- **SOURCE EXTRACT**
------------------------------------------------------------

What Makes Big Data Interesting

Big data is not made interesting by the fact that it is, in fact, big. We’ve had exponentially growing volumes of data within reach for decades. There are two reasons big data is interesting, and they are discussed below:

From ETL to post-query analysis

Say you are offered some data source. The conventional data warehouse guys will turn to their trusty ETL tools (extract, transform, and load) to create relational tables out of the data. Now, this works if the data source was structured in nature, like a banking or billing system. Take those same techniques and apply them to big data – diverse formats from diverse sources – and the same techniques crumble.

Conventional data analysis involves defined analysis of a fixed relational data set through application of pre-programmed schema. Now, should someone want to track a new function, the entire schema has to be changed, and that’s not an easy task.

This is where big data becomes interesting. You design analytical and statistical schemes for the analysis of large volumes of data without having to change the schema each time a new metric needs to be established or a new variable is introduced into the equation.

From the conventional ETL paradigm, we must shift to late binding – not defining schemas at the outset, but rather at the point where a query is raised, so that an answer meaningful to decision-making is retrieved. With big data, it’s impossible to predict all questions that can be asked from the data, which makes initial schema generation impossible. But implementing this paradigm shift with the modern business intelligence tools presents an additional challenge.

Data storage – What goes where?

Big data requires big storage space, which introduces another challenge: getting the balance between performance and cost in the platforms being deployed to handle big data. The prevalent school of thought is that all data is useful, possibly later if not now, and therefore must be stored. This is good news for storage vendors, but CFOs don’t like it as much.

Sure, you can use high-density disk drives for cheap data storage, but this limits the I/O performance. You can have your data stored in-memory, which is great performance-wise, but rather cost-prohibitive, even if the prices are going down by 60% every three years.

This is luckily solved by the 80-20 rule. Since 80% of I/O queries are directed towards 20% of the data, the latter might be stored in memory and the remaining 80% in whatever storage that offers the cheapest price per volume. This makes everybody happy.

It’s easy to configure the hardware to do what needs doing, it’s the software that offers a real challenge, now that hot data today could be totally frozen tomorrow. On the other hand, the cost of human data analysts to determine what goes where is prohibitive, which brings the second challenge: programming machines to figure out which data goes where.

3 Big Data Predictions 

Big data has opened many doors for businesses to retrieve and analyze large volumes of data for their benefit. However, internally collected data offers only a limited picture, necessitating a shift in days to come if business processes are to be fully transformed. The following are some predictions regarding how this might occur:

  1. 80% of last decade’s enterprise processes and products will be digitized and/or eliminated by 2020

With the growth of the IoT presence, the ability to generate new real-time information types will increase, as will the active participation towards value addition to industry’s streams. Digital means will be used to engage employees, citizens and customers. Operational processes will be automated and digitized, along with any traditional/analog/manual processes.

------------------------------------------------------------

- **MATERIAL SHOWN**
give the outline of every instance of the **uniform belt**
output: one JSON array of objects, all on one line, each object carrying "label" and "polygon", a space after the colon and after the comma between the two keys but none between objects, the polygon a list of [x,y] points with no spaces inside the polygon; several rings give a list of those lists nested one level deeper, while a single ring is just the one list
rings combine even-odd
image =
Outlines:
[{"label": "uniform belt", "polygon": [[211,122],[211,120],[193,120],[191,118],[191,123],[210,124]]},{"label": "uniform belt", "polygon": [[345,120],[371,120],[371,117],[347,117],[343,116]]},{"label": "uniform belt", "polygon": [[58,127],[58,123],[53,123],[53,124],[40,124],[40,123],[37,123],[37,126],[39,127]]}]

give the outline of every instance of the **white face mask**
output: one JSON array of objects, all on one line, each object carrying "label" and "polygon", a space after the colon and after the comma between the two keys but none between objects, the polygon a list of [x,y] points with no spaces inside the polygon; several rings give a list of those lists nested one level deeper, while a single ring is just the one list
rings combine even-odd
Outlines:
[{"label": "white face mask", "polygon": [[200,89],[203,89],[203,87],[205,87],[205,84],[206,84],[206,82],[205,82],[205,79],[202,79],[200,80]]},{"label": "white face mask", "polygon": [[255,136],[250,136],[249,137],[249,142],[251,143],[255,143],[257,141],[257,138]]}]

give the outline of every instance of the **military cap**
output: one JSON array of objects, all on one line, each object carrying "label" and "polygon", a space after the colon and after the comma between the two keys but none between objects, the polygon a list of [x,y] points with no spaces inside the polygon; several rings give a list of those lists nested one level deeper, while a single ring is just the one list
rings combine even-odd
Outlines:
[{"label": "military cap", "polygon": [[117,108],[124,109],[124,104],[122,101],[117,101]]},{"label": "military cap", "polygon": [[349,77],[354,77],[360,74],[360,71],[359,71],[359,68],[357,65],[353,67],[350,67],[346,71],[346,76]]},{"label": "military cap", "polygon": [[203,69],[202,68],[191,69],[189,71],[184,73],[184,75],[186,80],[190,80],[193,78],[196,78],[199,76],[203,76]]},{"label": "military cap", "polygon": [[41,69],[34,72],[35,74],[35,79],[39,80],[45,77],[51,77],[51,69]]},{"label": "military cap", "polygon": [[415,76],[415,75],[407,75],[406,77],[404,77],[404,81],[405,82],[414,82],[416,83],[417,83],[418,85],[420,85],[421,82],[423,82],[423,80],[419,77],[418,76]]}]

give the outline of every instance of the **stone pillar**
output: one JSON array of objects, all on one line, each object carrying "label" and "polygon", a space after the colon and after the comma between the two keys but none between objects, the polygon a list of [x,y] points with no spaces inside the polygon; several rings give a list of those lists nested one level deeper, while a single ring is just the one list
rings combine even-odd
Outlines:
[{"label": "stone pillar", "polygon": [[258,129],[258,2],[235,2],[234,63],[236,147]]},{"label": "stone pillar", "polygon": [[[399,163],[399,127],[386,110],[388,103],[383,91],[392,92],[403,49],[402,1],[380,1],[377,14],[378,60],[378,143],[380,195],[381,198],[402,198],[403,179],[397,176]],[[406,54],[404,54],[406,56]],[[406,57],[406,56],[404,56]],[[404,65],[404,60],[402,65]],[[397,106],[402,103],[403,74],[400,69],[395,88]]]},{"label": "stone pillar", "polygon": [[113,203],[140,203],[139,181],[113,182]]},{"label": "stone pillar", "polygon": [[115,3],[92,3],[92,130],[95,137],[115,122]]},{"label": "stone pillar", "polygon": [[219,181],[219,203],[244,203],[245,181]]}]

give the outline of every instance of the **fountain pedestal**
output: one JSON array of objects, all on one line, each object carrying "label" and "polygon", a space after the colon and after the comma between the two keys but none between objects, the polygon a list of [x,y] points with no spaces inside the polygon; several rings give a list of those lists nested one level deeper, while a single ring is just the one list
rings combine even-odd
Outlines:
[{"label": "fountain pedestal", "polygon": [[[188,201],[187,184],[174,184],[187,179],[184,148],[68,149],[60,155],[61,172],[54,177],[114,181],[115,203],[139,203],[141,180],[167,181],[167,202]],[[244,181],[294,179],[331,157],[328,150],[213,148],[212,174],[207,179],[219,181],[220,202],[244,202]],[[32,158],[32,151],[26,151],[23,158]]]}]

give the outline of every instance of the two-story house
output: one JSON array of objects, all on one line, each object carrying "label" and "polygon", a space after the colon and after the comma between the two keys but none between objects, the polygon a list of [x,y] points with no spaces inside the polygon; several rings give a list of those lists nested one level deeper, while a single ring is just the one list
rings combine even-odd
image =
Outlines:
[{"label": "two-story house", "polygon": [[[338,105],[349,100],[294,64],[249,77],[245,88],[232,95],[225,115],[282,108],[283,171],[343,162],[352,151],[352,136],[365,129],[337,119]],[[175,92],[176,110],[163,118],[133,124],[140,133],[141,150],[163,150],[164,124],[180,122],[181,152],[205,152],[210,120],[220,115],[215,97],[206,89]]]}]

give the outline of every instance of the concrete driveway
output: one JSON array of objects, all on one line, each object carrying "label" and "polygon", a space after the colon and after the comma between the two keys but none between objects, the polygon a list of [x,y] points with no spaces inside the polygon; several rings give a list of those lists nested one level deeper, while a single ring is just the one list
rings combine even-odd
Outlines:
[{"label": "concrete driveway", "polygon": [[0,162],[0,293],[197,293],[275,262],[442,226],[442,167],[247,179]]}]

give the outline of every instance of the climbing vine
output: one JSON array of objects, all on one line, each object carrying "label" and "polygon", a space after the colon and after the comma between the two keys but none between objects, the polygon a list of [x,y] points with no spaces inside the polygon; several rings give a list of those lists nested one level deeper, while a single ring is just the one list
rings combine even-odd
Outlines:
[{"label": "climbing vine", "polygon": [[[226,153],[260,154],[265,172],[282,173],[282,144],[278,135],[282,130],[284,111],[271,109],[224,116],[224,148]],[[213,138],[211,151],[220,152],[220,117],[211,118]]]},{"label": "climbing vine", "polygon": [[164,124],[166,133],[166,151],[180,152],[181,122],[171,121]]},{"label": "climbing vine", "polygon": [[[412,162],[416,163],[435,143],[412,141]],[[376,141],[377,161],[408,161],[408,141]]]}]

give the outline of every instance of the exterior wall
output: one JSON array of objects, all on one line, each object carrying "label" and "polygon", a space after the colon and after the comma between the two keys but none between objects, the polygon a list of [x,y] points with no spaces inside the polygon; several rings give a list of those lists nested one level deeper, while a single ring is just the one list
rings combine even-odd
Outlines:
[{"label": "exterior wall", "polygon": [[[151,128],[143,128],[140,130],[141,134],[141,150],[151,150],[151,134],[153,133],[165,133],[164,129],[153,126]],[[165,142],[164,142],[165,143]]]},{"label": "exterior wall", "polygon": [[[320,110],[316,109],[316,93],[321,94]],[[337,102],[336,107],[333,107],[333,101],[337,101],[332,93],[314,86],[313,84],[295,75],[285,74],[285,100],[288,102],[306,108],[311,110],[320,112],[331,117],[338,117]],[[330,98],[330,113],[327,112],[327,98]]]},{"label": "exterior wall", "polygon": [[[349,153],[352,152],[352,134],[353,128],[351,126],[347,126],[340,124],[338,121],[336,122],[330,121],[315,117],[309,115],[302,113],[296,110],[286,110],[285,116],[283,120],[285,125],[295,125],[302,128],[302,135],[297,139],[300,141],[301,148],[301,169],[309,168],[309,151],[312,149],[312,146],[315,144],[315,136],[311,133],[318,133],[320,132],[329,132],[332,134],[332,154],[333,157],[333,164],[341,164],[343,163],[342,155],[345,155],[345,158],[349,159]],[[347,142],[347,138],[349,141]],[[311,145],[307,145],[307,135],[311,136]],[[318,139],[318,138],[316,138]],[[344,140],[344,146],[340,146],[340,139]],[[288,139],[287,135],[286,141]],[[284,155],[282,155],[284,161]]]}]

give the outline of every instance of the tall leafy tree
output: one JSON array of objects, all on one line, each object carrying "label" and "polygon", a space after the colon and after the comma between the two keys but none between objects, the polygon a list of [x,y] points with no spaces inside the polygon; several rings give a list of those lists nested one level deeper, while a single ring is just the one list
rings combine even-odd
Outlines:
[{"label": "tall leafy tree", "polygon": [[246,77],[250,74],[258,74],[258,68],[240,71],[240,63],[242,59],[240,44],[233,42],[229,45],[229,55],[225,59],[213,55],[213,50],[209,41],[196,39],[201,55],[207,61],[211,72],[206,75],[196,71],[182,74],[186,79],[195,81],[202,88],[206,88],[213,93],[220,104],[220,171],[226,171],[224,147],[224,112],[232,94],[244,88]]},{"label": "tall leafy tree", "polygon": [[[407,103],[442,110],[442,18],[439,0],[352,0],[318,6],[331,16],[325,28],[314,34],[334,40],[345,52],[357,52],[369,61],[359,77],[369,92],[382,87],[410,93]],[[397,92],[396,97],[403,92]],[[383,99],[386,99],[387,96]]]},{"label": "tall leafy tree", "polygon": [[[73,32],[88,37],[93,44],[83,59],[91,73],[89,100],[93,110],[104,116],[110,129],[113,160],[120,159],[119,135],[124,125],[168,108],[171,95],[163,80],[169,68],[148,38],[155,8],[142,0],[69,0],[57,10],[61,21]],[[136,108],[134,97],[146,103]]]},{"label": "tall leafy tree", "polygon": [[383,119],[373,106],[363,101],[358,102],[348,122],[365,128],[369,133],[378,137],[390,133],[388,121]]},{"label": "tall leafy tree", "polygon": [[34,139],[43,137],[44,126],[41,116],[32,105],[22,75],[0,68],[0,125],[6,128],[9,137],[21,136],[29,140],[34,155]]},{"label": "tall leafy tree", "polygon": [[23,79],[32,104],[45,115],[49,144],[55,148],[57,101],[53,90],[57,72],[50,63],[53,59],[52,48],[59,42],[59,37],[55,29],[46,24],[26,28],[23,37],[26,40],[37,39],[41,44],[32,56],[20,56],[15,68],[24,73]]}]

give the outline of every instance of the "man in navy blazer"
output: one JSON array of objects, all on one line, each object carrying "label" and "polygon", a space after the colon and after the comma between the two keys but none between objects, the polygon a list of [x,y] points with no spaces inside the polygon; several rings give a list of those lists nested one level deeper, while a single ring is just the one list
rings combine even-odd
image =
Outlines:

------------------------------------------------------------

- **WHAT YOU SHOULD DO**
In one to three sentences, explain why the big data article says schemas should be defined when a query is raised rather than at the outset.

- **RESULT OF THIS TASK**
With big data, it is impossible to predict all the questions that can be asked of the data, so generating a schema at the start is impossible. Defining the schema at the point of the query lets an answer meaningful to decision-making be retrieved, without changing the schema each time a new metric or variable is introduced.